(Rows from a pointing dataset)

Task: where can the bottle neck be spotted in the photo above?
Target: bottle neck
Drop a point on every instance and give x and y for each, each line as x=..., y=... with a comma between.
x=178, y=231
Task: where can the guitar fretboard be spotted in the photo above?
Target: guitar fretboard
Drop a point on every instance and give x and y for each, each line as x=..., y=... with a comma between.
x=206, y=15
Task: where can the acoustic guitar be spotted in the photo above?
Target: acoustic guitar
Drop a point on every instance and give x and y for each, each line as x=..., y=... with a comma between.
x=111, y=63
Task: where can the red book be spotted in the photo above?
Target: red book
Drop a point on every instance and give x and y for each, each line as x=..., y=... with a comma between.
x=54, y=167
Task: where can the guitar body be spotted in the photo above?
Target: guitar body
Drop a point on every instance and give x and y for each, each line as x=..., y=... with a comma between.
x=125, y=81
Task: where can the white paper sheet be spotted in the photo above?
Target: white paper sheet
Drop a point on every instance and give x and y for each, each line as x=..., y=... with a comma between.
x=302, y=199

--

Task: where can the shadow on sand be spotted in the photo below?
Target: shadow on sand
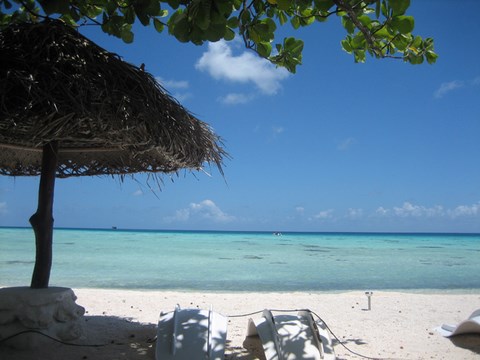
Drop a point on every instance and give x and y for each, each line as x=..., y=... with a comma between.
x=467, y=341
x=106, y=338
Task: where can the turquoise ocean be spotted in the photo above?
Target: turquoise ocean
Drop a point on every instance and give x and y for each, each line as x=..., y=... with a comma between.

→ **THE TASK**:
Convert the records from the line containing "Task: where can the bottle" through the line containing "x=111, y=63", both included, into a two-column CSV with the columns text and answer. Give one row per record, with each value in a single quoted field and its line breaks replaced by spaces.

→ **SOLUTION FOR THIS EXERCISE**:
text,answer
"Task: where can the bottle neck be spotted in the photo above? Target: bottle neck Drop a point on every instance and give x and y for each, each line as x=..., y=... with a comma between.","x=178, y=231"
"Task: where can the guitar fretboard be spotted in the photo above? Target: guitar fretboard Drop a point on every instance and give x and y for each, each line as x=..., y=... with a comma between.","x=206, y=15"
"Task: where can the acoustic guitar be spotted in the photo above? Target: acoustic guitar Drop a point on every instance and give x and y for each, each line as x=..., y=... with a comma between.","x=111, y=63"